INSTRUCTIONS FOR THE TASK:
Would you please copy only the lines from the line that contains "find red banner" to the end of the data below, exactly, leaving every picture out?

=== GIVEN INFORMATION ===

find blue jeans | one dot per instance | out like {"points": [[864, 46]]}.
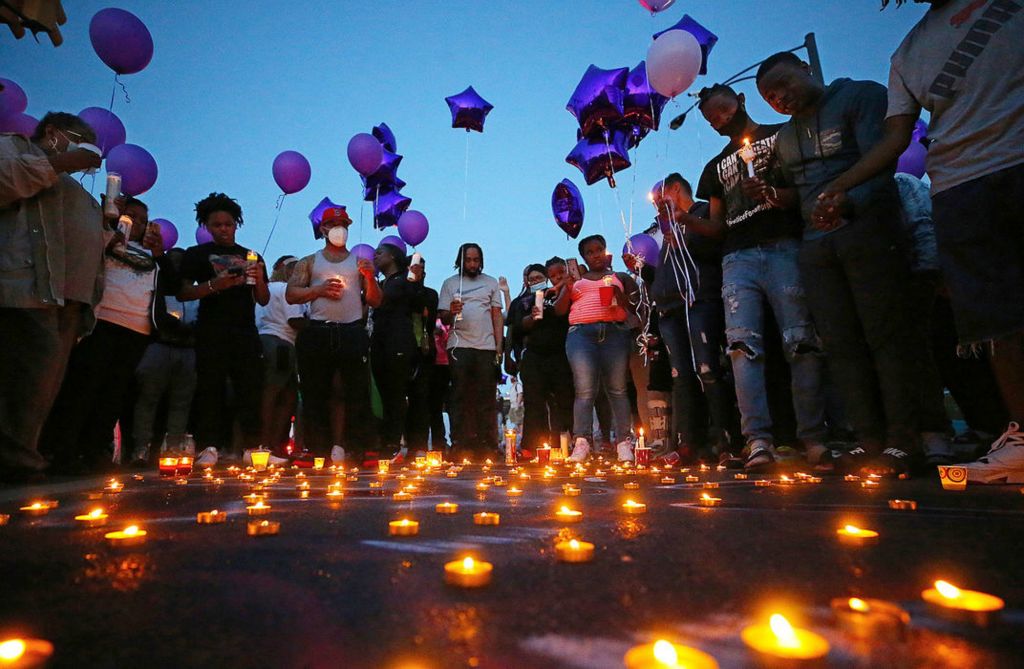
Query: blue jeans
{"points": [[599, 356], [751, 277]]}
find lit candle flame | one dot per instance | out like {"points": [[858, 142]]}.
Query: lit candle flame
{"points": [[666, 654], [947, 590], [783, 631]]}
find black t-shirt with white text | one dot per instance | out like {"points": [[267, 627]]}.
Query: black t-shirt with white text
{"points": [[748, 222]]}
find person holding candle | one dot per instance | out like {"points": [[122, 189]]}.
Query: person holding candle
{"points": [[227, 344], [598, 344], [853, 266], [335, 284], [50, 280]]}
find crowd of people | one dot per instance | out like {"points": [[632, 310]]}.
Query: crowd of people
{"points": [[806, 301]]}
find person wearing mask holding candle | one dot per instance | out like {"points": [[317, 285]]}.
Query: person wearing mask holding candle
{"points": [[470, 302], [227, 344], [687, 294], [335, 284], [392, 346], [760, 243], [852, 263], [963, 63], [598, 344], [51, 276]]}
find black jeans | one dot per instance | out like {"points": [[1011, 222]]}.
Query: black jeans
{"points": [[326, 349], [547, 395], [856, 283], [474, 413], [92, 395]]}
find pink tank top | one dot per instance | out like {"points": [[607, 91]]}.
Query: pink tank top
{"points": [[587, 305]]}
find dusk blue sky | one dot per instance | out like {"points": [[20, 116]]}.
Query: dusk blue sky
{"points": [[231, 84]]}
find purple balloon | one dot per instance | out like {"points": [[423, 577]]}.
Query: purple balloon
{"points": [[705, 37], [468, 110], [388, 207], [645, 247], [110, 130], [385, 136], [317, 214], [136, 167], [597, 100], [168, 233], [598, 160], [395, 241], [365, 153], [363, 252], [413, 227], [19, 123], [291, 171], [12, 98], [566, 205], [642, 105], [121, 40]]}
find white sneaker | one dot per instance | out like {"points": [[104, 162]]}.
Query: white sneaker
{"points": [[581, 451], [1003, 463], [337, 455], [207, 457]]}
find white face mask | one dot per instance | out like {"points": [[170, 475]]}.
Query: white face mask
{"points": [[338, 236]]}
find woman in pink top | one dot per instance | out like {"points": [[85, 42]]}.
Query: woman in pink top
{"points": [[598, 344]]}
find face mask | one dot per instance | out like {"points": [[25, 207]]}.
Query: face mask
{"points": [[338, 236]]}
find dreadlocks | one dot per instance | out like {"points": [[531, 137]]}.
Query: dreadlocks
{"points": [[217, 202]]}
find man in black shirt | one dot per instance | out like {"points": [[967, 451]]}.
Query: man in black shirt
{"points": [[227, 345], [760, 244]]}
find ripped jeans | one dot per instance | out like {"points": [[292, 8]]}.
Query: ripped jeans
{"points": [[750, 278]]}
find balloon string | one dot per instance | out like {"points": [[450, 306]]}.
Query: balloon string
{"points": [[281, 203]]}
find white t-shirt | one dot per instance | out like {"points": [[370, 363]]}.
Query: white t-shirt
{"points": [[964, 63], [273, 318], [128, 287]]}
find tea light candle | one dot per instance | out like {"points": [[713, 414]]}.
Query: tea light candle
{"points": [[211, 517], [573, 551], [130, 536], [665, 655], [403, 528], [870, 619], [25, 654], [468, 573], [446, 508], [708, 500], [950, 601], [259, 508], [93, 518], [262, 528], [851, 535], [634, 508], [778, 640]]}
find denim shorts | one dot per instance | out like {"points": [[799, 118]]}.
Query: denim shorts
{"points": [[980, 228]]}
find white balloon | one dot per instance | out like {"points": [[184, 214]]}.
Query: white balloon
{"points": [[673, 63]]}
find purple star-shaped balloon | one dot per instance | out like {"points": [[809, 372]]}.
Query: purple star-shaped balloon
{"points": [[597, 100], [468, 110]]}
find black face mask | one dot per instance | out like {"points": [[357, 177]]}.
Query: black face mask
{"points": [[735, 125]]}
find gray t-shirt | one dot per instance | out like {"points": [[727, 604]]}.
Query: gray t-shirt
{"points": [[964, 63], [475, 329]]}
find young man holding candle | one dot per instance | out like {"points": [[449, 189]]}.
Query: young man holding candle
{"points": [[964, 64], [470, 302], [227, 344], [852, 263], [335, 284]]}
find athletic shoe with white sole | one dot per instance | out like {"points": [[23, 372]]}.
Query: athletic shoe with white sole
{"points": [[1003, 463]]}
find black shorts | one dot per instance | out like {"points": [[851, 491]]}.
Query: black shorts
{"points": [[980, 228]]}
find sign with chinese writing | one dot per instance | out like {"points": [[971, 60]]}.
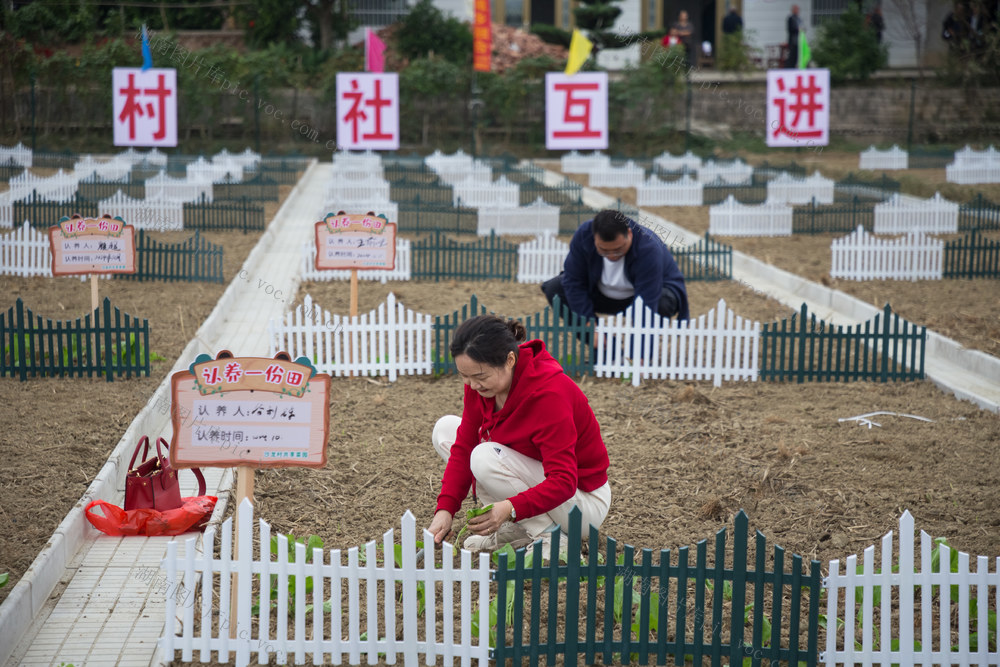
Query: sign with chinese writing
{"points": [[145, 106], [249, 411], [92, 245], [482, 37], [355, 242], [368, 111], [576, 111], [798, 107]]}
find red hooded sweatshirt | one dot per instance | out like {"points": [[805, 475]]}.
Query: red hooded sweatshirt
{"points": [[546, 417]]}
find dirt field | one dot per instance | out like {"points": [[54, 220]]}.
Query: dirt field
{"points": [[685, 456]]}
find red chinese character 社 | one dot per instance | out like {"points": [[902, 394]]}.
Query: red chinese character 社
{"points": [[571, 116], [211, 375], [805, 101], [354, 115], [132, 107], [274, 374], [233, 371]]}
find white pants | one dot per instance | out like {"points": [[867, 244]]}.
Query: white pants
{"points": [[502, 473]]}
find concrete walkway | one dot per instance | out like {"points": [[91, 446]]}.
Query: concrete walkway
{"points": [[89, 599]]}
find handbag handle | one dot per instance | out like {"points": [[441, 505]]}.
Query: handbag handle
{"points": [[143, 441], [196, 471]]}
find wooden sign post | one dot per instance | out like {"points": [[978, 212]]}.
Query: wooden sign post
{"points": [[353, 241], [92, 246], [249, 412]]}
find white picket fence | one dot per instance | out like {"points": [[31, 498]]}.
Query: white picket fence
{"points": [[668, 162], [583, 163], [25, 252], [389, 209], [20, 154], [180, 189], [717, 346], [152, 213], [736, 171], [388, 340], [538, 218], [473, 193], [403, 269], [731, 218], [891, 158], [117, 168], [371, 188], [58, 187], [911, 597], [540, 259], [365, 591], [902, 215], [863, 256], [685, 191], [367, 161], [786, 189], [626, 176]]}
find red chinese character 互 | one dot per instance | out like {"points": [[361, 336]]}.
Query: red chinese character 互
{"points": [[805, 101], [233, 371], [582, 116], [211, 375], [274, 374]]}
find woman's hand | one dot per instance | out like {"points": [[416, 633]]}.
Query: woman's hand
{"points": [[489, 523], [441, 525]]}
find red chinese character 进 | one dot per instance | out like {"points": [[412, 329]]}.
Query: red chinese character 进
{"points": [[805, 102], [274, 374], [571, 116]]}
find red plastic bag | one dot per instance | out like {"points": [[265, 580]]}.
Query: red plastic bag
{"points": [[193, 514]]}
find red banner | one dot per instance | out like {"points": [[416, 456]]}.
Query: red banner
{"points": [[482, 39]]}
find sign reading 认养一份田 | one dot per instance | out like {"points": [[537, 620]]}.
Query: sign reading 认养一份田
{"points": [[249, 411]]}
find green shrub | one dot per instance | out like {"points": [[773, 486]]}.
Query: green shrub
{"points": [[427, 30], [849, 48]]}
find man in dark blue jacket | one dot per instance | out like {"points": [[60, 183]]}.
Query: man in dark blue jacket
{"points": [[612, 259]]}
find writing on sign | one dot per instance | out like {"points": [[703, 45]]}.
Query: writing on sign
{"points": [[92, 245], [352, 241], [249, 411]]}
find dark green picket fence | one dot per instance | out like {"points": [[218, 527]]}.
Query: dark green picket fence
{"points": [[803, 348], [96, 188], [705, 260], [243, 214], [670, 609], [567, 338], [842, 218], [871, 189], [971, 256], [980, 213], [440, 258], [42, 213], [106, 342], [10, 169], [193, 260], [257, 188]]}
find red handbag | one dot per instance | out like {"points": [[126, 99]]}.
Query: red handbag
{"points": [[153, 484]]}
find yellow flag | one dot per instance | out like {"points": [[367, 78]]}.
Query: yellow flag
{"points": [[579, 51]]}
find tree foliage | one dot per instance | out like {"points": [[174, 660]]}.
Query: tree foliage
{"points": [[849, 48], [427, 30]]}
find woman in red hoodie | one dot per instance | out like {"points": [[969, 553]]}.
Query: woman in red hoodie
{"points": [[527, 439]]}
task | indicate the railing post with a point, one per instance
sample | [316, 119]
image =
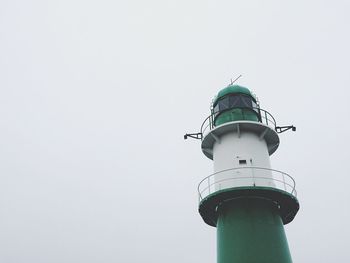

===

EXERCISE RESPONSE:
find red banner | one dot per instance | out like {"points": [[416, 456]]}.
Query: red banner
{"points": [[482, 39]]}
find sign reading 认养一份田 | one dot per instance | out like {"points": [[537, 620]]}.
Query: sign reading 认养一份田
{"points": [[249, 411]]}
find green shrub | one dot per instance | out like {"points": [[773, 486]]}.
Query: green shrub
{"points": [[427, 30], [849, 48]]}
find man in dark blue jacket | one dot per instance | out like {"points": [[60, 183]]}.
Query: man in dark blue jacket
{"points": [[612, 259]]}
find writing on sign | one dot per instance | out like {"points": [[703, 45]]}.
Query: writing on sign
{"points": [[92, 245], [352, 241], [249, 411]]}
find dark green picket fence | one dot per instance | out like {"points": [[218, 527]]}.
Query: dark green picket fence
{"points": [[803, 348], [96, 188], [705, 260], [243, 214], [670, 609], [567, 338], [842, 218], [871, 189], [971, 256], [980, 213], [440, 258], [42, 213], [106, 342], [10, 169], [193, 260], [257, 188]]}
find red handbag | one dot per instance | out like {"points": [[126, 99]]}.
Query: red handbag
{"points": [[153, 484]]}
find yellow flag | one dot per instance | out like {"points": [[367, 78]]}.
Query: yellow flag
{"points": [[579, 51]]}
find tree foliage | one dot per instance | out like {"points": [[174, 660]]}.
Query: tree foliage
{"points": [[849, 48], [427, 30]]}
find woman in red hoodie | one dot per instance | out like {"points": [[969, 553]]}.
Query: woman in red hoodie
{"points": [[527, 439]]}
task | indicate the railing post with a point, one per instance
sample | [316, 119]
image =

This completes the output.